Quando iniciei estas negociações o Acre estava ocupado por aventureiros, que o
declararam República Independente.
Depois
da ocupação militar de nossas tropas, veio todavia a grande cruzada organizada
em Manaus pôr em prova nossa força de resistência. Em tais condições não era
possível organizar nada sério. Quase que não havia a quem
recorrer para peleja com o fim de nos restituir o
território usurpado. Triunfaram, enfim, nossos soldados, marcando uma fase
gloriosa, como nenhuma, nos anais da história pátria; estabeleceu-se a
Alfândega de Porto Acre, reconheceu-se nossa autoridade e soberania naquele
território e acreditei então chegado o momento de fazer um esforço supremo. Circunstâncias
excepcionais, e verdadeiramente providenciais, puseram-me em contato com um
grupo capitalista norte-americano, que já havia tido ocasião de se informar
sobre as riquezas naturais que encerra o nosso solo e ajudado pelo prestigioso
explorador Sr. Martin Conway, vantajosamente conhecido em nosso país, consegui
interessá-los a tal ponto com as minhas informações, que um deles, o distinto
advogado da casa Vanderbilt, Mr. Willingford Whitridge, foi delegado para
tratar comigo em Londres.
Resultados
dessas conferências é o Contrato que o Governo submeteu à vossa consideração.
As bases desse Contrato foram formuladas por mim, em consulta com homens
experimentados nesta classe de empresas e, em vista das cartas constitutivas de
sociedades análogas, como a Companhia das Índias, a Companhia do Sul da África e
outras. Procurei alegar todas as condições que, além de resguardar nossa
soberania naquelas afastadas regiões, dessem amplo desenvolvimento às suas riquezas
naturais.
Consultei
a maneira de obter para o Estado a maior renda possível, conciliável com o
êxito da empresa. Aquelas bases me ofereceram grande dificuldade; elas foram
aceitas no fundo e só exigiram modificações na forma e em alguns pontos
Referentes à arbitragem e concessões minerárias, etc., que meu zelo pelos
interesses nacionais havia um pouco exagerado.

O QUE FAZER —
1 – Responda com base no trecho sobre as negociações do Acre:
(a) Quem ocupava o Acre e o declarou República Independente quando as negociações começaram?
(b) Em que cidade foi organizada a grande cruzada que pôs à prova a força de resistência?
(c) Quem foi delegado para tratar com o autor em Londres?
2 – Transcreva fielmente a passagem do trecho sobre as negociações do Acre que começa em "As bases desse" e termina em "um pouco exagerado.".
3 – Prossiga o trecho sobre as negociações do Acre a partir da última frase apresentada.

TRECHOS DOS REGISTROS —
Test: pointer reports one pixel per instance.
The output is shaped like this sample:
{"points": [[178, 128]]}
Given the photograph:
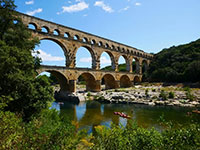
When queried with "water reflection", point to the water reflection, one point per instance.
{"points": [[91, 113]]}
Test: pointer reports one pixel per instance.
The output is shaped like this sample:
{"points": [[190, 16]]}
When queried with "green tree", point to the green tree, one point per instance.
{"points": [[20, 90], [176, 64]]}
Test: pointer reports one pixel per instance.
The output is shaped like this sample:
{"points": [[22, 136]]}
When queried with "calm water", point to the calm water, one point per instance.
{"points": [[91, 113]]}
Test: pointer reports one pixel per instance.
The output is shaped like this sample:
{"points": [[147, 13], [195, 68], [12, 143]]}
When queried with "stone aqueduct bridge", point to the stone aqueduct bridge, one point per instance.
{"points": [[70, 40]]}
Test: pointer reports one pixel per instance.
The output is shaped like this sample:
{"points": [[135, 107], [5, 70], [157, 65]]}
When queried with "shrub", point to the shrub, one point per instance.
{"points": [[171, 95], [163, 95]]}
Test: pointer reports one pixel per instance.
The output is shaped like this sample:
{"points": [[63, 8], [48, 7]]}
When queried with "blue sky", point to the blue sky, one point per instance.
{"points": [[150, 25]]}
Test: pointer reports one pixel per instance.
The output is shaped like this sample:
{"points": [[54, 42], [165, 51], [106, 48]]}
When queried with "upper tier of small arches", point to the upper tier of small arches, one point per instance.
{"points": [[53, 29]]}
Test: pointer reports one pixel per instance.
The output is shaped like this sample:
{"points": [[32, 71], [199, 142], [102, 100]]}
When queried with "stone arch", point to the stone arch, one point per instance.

==

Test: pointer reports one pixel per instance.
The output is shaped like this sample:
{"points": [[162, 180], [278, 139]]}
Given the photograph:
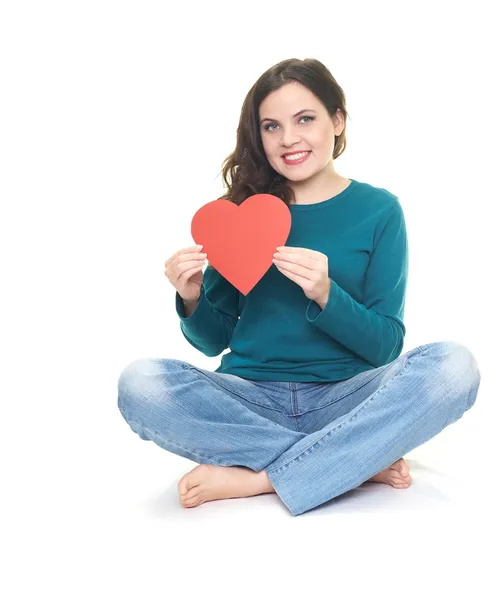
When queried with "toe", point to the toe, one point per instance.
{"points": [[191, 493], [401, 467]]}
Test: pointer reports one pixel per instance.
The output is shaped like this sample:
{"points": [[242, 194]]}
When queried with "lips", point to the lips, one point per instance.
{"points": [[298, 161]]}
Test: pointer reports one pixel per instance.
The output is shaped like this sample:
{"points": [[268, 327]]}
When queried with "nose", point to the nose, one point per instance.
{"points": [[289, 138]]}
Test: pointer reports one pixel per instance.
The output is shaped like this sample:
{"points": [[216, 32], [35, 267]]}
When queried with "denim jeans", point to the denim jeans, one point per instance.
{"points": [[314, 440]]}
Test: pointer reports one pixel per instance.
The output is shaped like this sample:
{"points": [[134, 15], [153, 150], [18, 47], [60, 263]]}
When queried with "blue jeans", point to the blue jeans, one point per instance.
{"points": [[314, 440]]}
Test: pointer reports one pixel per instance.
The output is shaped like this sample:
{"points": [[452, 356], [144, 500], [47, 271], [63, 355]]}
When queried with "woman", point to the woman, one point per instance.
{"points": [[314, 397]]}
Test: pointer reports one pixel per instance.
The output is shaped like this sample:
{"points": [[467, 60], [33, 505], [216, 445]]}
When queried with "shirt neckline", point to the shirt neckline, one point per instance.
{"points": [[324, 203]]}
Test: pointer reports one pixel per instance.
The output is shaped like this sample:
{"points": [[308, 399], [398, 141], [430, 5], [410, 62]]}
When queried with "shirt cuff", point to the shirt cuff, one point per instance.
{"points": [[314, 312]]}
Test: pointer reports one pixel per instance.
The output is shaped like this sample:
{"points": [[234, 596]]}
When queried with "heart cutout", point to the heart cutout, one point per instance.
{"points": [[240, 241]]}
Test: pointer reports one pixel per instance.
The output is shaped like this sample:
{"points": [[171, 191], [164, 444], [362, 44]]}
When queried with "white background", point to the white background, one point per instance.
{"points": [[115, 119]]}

RESPOSTAS POR TAREFA —
1 –
(a) O Acre estava ocupado por aventureiros, que o declararam República Independente.
(b) A grande cruzada foi organizada em Manaus.
(c) Foi delegado Mr. Willingford Whitridge, advogado da casa Vanderbilt.

2 –
As bases desse Contrato foram formuladas por mim, em consulta com homens
experimentados nesta classe de empresas e, em vista das cartas constitutivas de
sociedades análogas, como a Companhia das Índias, a Companhia do Sul da África e
outras. Procurei alegar todas as condições que, além de resguardar nossa
soberania naquelas afastadas regiões, dessem amplo desenvolvimento às suas riquezas
naturais.
Consultei
a maneira de obter para o Estado a maior renda possível, conciliável com o
êxito da empresa. Aquelas bases me ofereceram grande dificuldade; elas foram
aceitas no fundo e só exigiram modificações na forma e em alguns pontos
Referentes à arbitragem e concessões minerárias, etc., que meu zelo pelos
interesses nacionais havia um pouco exagerado.

3 –
Formulado
o Contrato, o Sr. Whitridge partiu para Nova Iorque, reuniu os membros do
sindicato, conseguiu sua aprovação e mandou-me um exemplar assinado, que recebi
em Buenos Aires, de onde lhe devolvi um outro exemplar firmado por mim, como
havia sido combinado. Tão transcendental me parecia a negociação, honrados
senhores, que logo se assentaram as bases do convênio preliminar, telegrafei
ao Sr. Presidente da República, dando-lhe conta dele e pedindo-lhe seis meses
de licença para vir pessoalmente explicar o seu alcance. Um negócio desta
magnitude não teria importância se não fosse posto em mãos de capitalistas e
empresários de primeira ordem, e se me decidi a prestar-lhe todo o meu apoio e
a recomendá-lo eficazmente ao governo, é porque estou convencido de que o “The Bolivian Syndicate” está formado de
banqueiros poderosos e de grande prestígio no mundo das finanças, como poderá
informar o Dr. Bridgman, Ministro dos Estados Unidos.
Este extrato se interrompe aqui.